--- begin Text to read ---

Consider a quick historical panorama.
There is little in our technology or habitat not touched by fire. Aboriginal economies of hunting and foraging routinely burned—light, early, and often. Flames could drive and draw game; they massaged biotas for favorable plants; they opened landscapes and routes of travel. In suitable settings, the outcome could resemble a rude landscaping, or in Rhys Jones’s striking phrase for Australian Aborigines, “firestick farming.” Still, the firestick could ignite only what was ready to be kindled. If too arid, too wet, or too cold, a spark would simply expire. Snow doesn’t burn. Nor do sand deserts. For humanity to expand its firepower, people would have to render the landscape more combustible.

--- end Text to read ---

# Tasks and exercises
a) Reproduce the part of the passage on fire and human history that opens with the words containing "Consider a quick" and closes with "landscape more combustible.".
b) Answer these from the passage on fire and human history:
(i) Whose phrase is "firestick farming"?
(ii) In what three ways did aboriginal economies of hunting and foraging routinely burn?
(iii) Which two things are named as not burning?

--- begin Extracted material ---

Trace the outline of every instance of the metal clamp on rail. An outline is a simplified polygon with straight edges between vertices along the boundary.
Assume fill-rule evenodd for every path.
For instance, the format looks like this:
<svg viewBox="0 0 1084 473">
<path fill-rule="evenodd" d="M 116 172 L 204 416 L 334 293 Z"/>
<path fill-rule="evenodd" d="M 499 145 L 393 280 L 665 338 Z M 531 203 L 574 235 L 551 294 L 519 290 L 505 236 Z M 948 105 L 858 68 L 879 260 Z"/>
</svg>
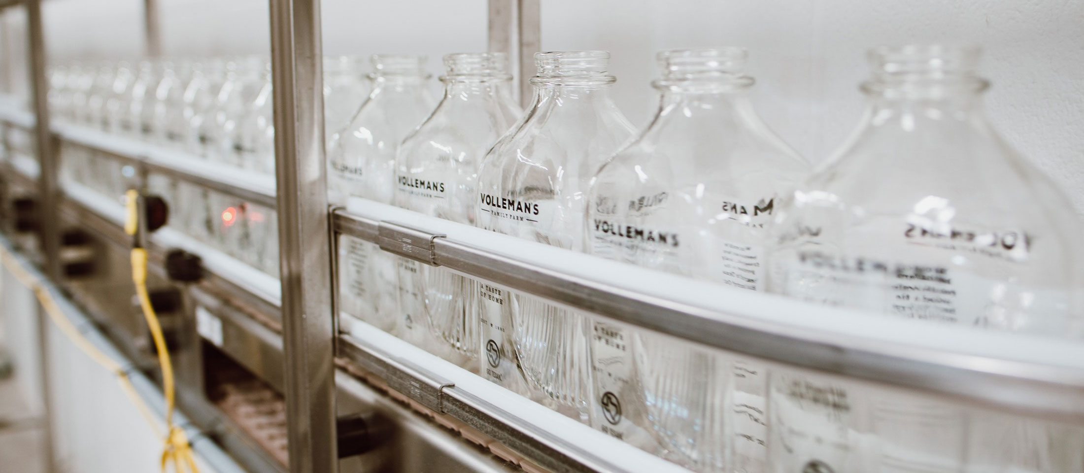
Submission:
<svg viewBox="0 0 1084 473">
<path fill-rule="evenodd" d="M 455 383 L 418 368 L 413 362 L 382 353 L 366 342 L 344 335 L 350 343 L 339 344 L 339 356 L 384 380 L 388 387 L 436 412 L 444 412 L 444 391 Z"/>
<path fill-rule="evenodd" d="M 437 255 L 433 250 L 433 241 L 444 237 L 447 235 L 442 233 L 428 233 L 392 221 L 380 221 L 377 243 L 382 250 L 388 253 L 429 266 L 440 266 L 437 264 Z"/>
</svg>

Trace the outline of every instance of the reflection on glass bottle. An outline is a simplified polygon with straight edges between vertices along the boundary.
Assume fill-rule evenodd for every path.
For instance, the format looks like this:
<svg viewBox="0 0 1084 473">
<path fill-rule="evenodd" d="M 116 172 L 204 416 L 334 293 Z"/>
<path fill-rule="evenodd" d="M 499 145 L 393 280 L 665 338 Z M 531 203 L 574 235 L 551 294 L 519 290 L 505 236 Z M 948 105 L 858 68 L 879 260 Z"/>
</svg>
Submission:
<svg viewBox="0 0 1084 473">
<path fill-rule="evenodd" d="M 770 290 L 937 323 L 1081 336 L 1079 217 L 988 124 L 978 51 L 911 46 L 869 57 L 863 124 L 778 206 Z M 895 418 L 903 411 L 915 409 Z M 789 440 L 804 438 L 814 453 L 812 438 L 840 429 L 830 418 L 802 425 Z M 770 446 L 773 471 L 792 471 L 787 442 Z"/>
<path fill-rule="evenodd" d="M 504 53 L 444 56 L 444 97 L 399 149 L 396 204 L 474 225 L 478 166 L 518 118 Z M 468 369 L 478 355 L 474 282 L 443 268 L 399 266 L 402 337 Z M 433 336 L 426 336 L 426 332 Z"/>
<path fill-rule="evenodd" d="M 359 56 L 324 57 L 324 133 L 326 139 L 350 124 L 369 97 L 369 77 Z"/>
<path fill-rule="evenodd" d="M 591 179 L 633 128 L 609 95 L 616 79 L 607 73 L 608 52 L 542 52 L 534 60 L 531 107 L 478 172 L 477 225 L 583 251 Z M 489 284 L 478 290 L 480 353 L 498 355 L 482 374 L 586 422 L 589 318 Z"/>
<path fill-rule="evenodd" d="M 745 63 L 739 48 L 659 53 L 655 118 L 592 186 L 592 254 L 764 290 L 765 227 L 778 196 L 808 165 L 753 111 Z M 723 471 L 726 447 L 733 447 L 734 471 L 763 470 L 763 369 L 745 361 L 728 367 L 718 353 L 647 332 L 632 336 L 602 321 L 594 332 L 596 392 L 629 397 L 622 399 L 628 422 L 602 426 L 622 429 L 628 439 L 638 422 L 655 432 L 669 458 L 697 470 Z M 629 337 L 635 343 L 624 353 L 602 356 L 607 346 L 625 347 L 619 341 Z M 638 384 L 642 393 L 629 388 Z M 724 396 L 727 385 L 737 392 Z M 725 414 L 724 397 L 734 402 Z M 727 440 L 724 419 L 732 419 Z"/>
<path fill-rule="evenodd" d="M 359 196 L 392 204 L 399 143 L 433 112 L 425 56 L 376 54 L 373 91 L 327 149 L 328 200 Z M 395 333 L 399 318 L 398 258 L 375 244 L 339 238 L 339 299 L 346 314 Z"/>
</svg>

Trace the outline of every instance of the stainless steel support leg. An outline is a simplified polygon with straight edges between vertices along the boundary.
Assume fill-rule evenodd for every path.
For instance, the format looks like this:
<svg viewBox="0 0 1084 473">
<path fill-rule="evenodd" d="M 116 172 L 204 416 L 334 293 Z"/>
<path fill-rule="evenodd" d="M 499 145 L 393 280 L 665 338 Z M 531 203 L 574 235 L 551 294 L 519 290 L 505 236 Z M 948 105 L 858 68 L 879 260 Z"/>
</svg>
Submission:
<svg viewBox="0 0 1084 473">
<path fill-rule="evenodd" d="M 508 54 L 519 103 L 531 102 L 534 53 L 540 48 L 540 0 L 489 0 L 489 50 Z"/>
<path fill-rule="evenodd" d="M 143 41 L 146 55 L 162 56 L 162 22 L 158 14 L 158 0 L 143 0 Z"/>
<path fill-rule="evenodd" d="M 270 3 L 289 470 L 334 473 L 335 332 L 320 0 Z"/>
</svg>

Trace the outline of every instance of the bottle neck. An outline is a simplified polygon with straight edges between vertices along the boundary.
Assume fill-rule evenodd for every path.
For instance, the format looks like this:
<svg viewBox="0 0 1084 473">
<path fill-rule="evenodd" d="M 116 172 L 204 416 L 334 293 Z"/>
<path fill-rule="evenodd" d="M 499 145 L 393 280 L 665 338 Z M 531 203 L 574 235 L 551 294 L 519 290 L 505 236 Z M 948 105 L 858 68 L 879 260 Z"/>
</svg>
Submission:
<svg viewBox="0 0 1084 473">
<path fill-rule="evenodd" d="M 373 93 L 417 93 L 426 89 L 426 76 L 415 75 L 383 75 L 370 76 L 373 80 Z"/>
<path fill-rule="evenodd" d="M 734 116 L 751 113 L 748 86 L 725 84 L 697 84 L 689 86 L 659 87 L 660 111 L 681 108 L 670 114 L 678 118 L 701 119 L 712 116 Z"/>
<path fill-rule="evenodd" d="M 617 108 L 610 98 L 614 82 L 534 82 L 532 108 L 556 105 L 560 111 L 582 111 L 590 108 Z"/>
<path fill-rule="evenodd" d="M 461 102 L 482 102 L 503 99 L 509 93 L 512 80 L 491 77 L 442 77 L 444 99 Z"/>
<path fill-rule="evenodd" d="M 986 82 L 982 80 L 869 81 L 862 86 L 875 120 L 898 118 L 912 123 L 918 123 L 916 118 L 944 122 L 981 117 Z"/>
</svg>

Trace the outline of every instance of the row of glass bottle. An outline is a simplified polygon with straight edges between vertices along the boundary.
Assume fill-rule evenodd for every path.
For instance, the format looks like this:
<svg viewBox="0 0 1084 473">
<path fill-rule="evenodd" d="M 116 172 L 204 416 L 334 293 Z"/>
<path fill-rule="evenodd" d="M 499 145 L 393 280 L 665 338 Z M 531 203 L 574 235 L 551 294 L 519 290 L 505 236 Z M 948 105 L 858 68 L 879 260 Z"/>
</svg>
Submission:
<svg viewBox="0 0 1084 473">
<path fill-rule="evenodd" d="M 424 60 L 377 56 L 370 99 L 331 138 L 332 199 L 392 203 L 738 289 L 1080 337 L 1079 217 L 985 123 L 976 50 L 872 52 L 869 113 L 812 174 L 753 112 L 743 50 L 659 59 L 660 105 L 633 138 L 608 97 L 605 52 L 537 54 L 534 99 L 515 123 L 503 55 L 447 56 L 446 93 L 431 113 Z M 769 373 L 348 237 L 340 261 L 346 312 L 697 470 L 1081 462 L 1064 455 L 1084 446 L 1079 437 L 1056 444 L 1022 422 L 991 429 L 943 406 Z M 892 445 L 866 445 L 869 432 L 856 425 L 869 417 L 890 420 L 878 432 L 891 432 Z M 1014 445 L 964 455 L 931 429 Z"/>
<path fill-rule="evenodd" d="M 326 57 L 328 123 L 346 123 L 369 79 L 353 56 Z M 50 71 L 54 117 L 207 159 L 224 172 L 274 172 L 269 64 L 258 56 L 57 64 Z M 105 195 L 127 187 L 122 163 L 79 146 L 63 150 L 63 174 Z M 224 194 L 162 176 L 152 190 L 177 203 L 171 226 L 273 276 L 276 215 Z M 184 203 L 184 205 L 180 205 Z"/>
</svg>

--- end Extracted material ---

# Task-by-task results
a)
Consider a quick historical panorama.
There is little in our technology or habitat not touched by fire. Aboriginal economies of hunting and foraging routinely burned—light, early, and often. Flames could drive and draw game; they massaged biotas for favorable plants; they opened landscapes and routes of travel. In suitable settings, the outcome could resemble a rude landscaping, or in Rhys Jones’s striking phrase for Australian Aborigines, “firestick farming.” Still, the firestick could ignite only what was ready to be kindled. If too arid, too wet, or too cold, a spark would simply expire. Snow doesn’t burn. Nor do sand deserts. For humanity to expand its firepower, people would have to render the landscape more combustible.

b)
(i) Rhys Jones's
(ii) Light, early, and often
(iii) Snow and sand deserts